Task set:
(1) In the text about blasphemy against the Holy Spirit, who does it say "your sons" most likely refers to?
(2) Carry on the text about blasphemy against the Holy Spirit, picking up right after its last sentence.

When someone consciously rejects God they cannot be saved, because they have rejected their only path to salvation: “I am the way and the truth and the life. No one comes to the Father except through me.” (John 14:6) Since the power of God’s Holy Spirit is the means by which we are saved, a person who rejects him cannot be saved.

Blasphemy against the Holy Spirit is not merely a certain sin or cursing God in a moment of anger or misery. Nor is it merely saying or writing the words “I blaspheme the Holy Spirit.” Any sin can be forgiven if a person honestly confesses, repents, and asks God for forgiveness, as Jesus say: “people will be forgiven every sin and blasphemy” (Matthew 12:31) and as we read in 1 John 1:9: “If we confess our sins, he is faithful and just and will forgive us our sins and purify us from all unrighteousness.”

Only someone who has totally closed themselves off from God’s love and marvellous offer of grace could be so calloused as to continually and unrepentantly call God and His glorious works “evil”.

Thus, if you are worried that you have committed blasphemy against the Holy Spirit, you could not possibly have done it, for someone whose heart is so calloused would not be at all concerned about such a thing!

Doubt or weak faith are not the same as blasphemy against the Holy Spirit.

b) Others prefer to sit on the fence and wait for some-thing more from Jesus.
The request for a sign from heaven is vague, given the many acts Jesus has already done. Apparently some type of visible sign involving activity in the heavens is in view.

This questioning prevents making a commitment to Jesus, while admitting that there is something happening that requires reflection.

Perhaps their testing of Jesus falls in line with what the Old Testament instructed God’s people to do with prophets (Deut. 13:1-5). Given all that he has already done, which should be sufficient to identify him, Jesus responds only to the claim that he is connected to Satan.

c) Jesus knows the speculation about him and addresses it. He rejects the connection to Satan on a simple premise.

i. If Satan’s goal is to destroy and Jesus is reversing the effects of destruction by healing, then how can one tie Jesus’ work to the archdemon? That would mean a house divided and a kingdom ready to fall. Satan’s kingdom cannot stand if Jesus is driving out the demons by this power.

ii. He does not act alone. Others are also driving out demons. The meaning of this point is disputed.

Is Jesus pointing to all Jewish exorcists here, asking how they manage to do their work? This meaning seems unlikely. Would Jesus really hold out the possibility that Jewish exorcists will help in the final judgment (as the end of v. 19 says)? Jesus could hardly be acknowledging that God works through Jewish exorcists in a community needing reform.

More likely, “your sons" is to Jesus’ disciples, who are also Jewish but who do their work through Jesus’ commission. His point is that there is more than one figure in the movement that shows this authority. Divine endorsement extends to those he has commissioned. They will serve as the judges of the Jewish leadership one day, if the latter do not change their mind about who Jesus is.

If the satanic connection is out, then what remains?

Jesus next issues one of the most crucial statements of his ministry: "But if I drive out demons by the finger of God, then the kingdom of God has come to you."

Jesus’ work is different from Satan’s. Whereas the devil destroys, the deliverer rescues. Whereas Satan debilitates life, Jesus enhances it. Whereas Satan cripples, Jesus liberates. Jesus shows how his work exalts life. That activity defines his service, picturing how disciples should walk in a way that seeks to encourage others to experience life in its fullness.

Provided information:
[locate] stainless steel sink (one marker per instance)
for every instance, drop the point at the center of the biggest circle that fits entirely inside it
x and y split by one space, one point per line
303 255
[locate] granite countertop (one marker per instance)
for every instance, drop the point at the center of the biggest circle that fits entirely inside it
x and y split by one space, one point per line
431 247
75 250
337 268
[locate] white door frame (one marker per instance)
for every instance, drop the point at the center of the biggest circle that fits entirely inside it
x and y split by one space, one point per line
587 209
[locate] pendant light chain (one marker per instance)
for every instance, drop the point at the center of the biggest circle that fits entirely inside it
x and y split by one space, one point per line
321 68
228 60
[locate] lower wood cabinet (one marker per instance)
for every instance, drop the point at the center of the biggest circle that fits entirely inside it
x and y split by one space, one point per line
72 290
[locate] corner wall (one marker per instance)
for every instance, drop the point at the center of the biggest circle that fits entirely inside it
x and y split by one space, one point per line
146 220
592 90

==

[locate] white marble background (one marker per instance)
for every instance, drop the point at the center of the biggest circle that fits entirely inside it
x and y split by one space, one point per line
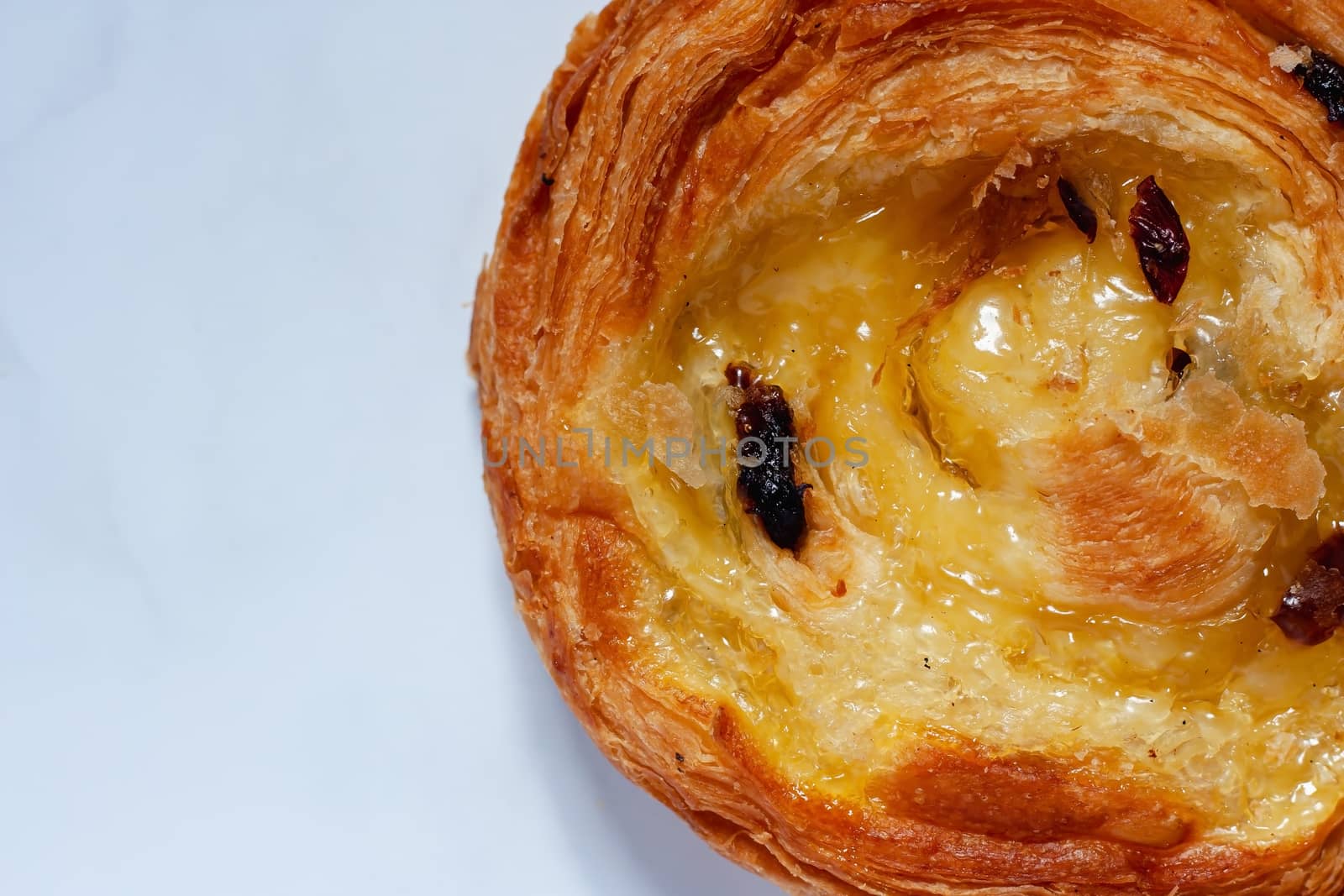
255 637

* * *

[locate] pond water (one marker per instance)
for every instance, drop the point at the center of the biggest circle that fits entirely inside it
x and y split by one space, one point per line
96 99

In response:
(1) Jesus' disciples, who are also Jewish but do their work through Jesus' commission.

(2)
His use of the phrase "the finger of God"—which occurs in the biblical account of the Exodus (Ex. 8:19), another great moment of divine activity—shows that God is directly involved in history through Jesus with the powerful touch of his grace.

2. A cosmic battle

A strong man occupies a house and guards his possessions. They are safe until someone stronger attacks him, overrunning his home. When the stronger one comes, the armour of the original man is stripped away and the spoils are divided among the victors.

What is at stake in Jesus’ ministry is a cosmic battle displaying the right to rule. Like a great war, the combatants are facing off with everything at stake. The promise of the kingdom is one of the great promises of the Old Testament.

In the following parable, Satan’s house is overrun and defeated, with the spoils of the victory being shared with those on the winner’s side.

Jesus claims that his miracles are audio-visuaIs of the presence of God’s victorious rule. They indicate that the great promised Messiah has come.

He is not saying that everything promised in association with that kingdom has come, only that the kingdom itself has arrived.

No authority is greater than Christ’s, to whom we have access (Eph. 1:15-23). The power he gives (the spoils he distributes!) includes the enablement to live as reconciled people in a community that evidences love and reconciliation in the context of renewed relationship.

The victory Jesus describes clears the road of any claim that obstacles exist that cannot be overcome in the church community. A rich array of resources exist to help us overcome the forces that otherwise overpower us.

In dependence on him, we can be the new community he calls us to be. The kingdom of God is not an abstraction,- it is a community where God’s presence and rule so dominate our existence that we honour him in all we do and where righteousness manifests itself in the face of a hostile world (Gal. 2:20; 5:22-26,- 6:14-16).

This passage is like pulling back the curtains on the divine perspective of Jesus’ ministry. Jesus’ battle with Satan is the greatest spiritual battle of all time. Jesus establishes his position as the stronger man who overcomes the power of the evil one.

His ministry was the key turning point in this battle. Though skirmishes are still being fought and the complete victory still awaits us, the victory described here is part of a fundamental perspective Jesus wants both his disciples and opponents to appreciate. The theme of his victory as pictured in his miracles speaks to every age about his matchless authority.

3. What will you do with Jesus

The decision Jesus calls for in this text is another feature that is true for every generation. His life and ministry were so unusual that we have to make a response.

The distance between the present and the past has allowed some to claim that Jesus did not really perform these wonders or give this type of evidence of his unique relationship to God. They attempt to relegate Jesus to the level of other greats of religion.

But the opponents living in Jesus’ time did not have the luxury of such a claim. They could not deny he had performed deeds of unusual power. The Jewish records we possess that allude to Jesus report the unusual nature of his deeds and try to explain them, not deny them.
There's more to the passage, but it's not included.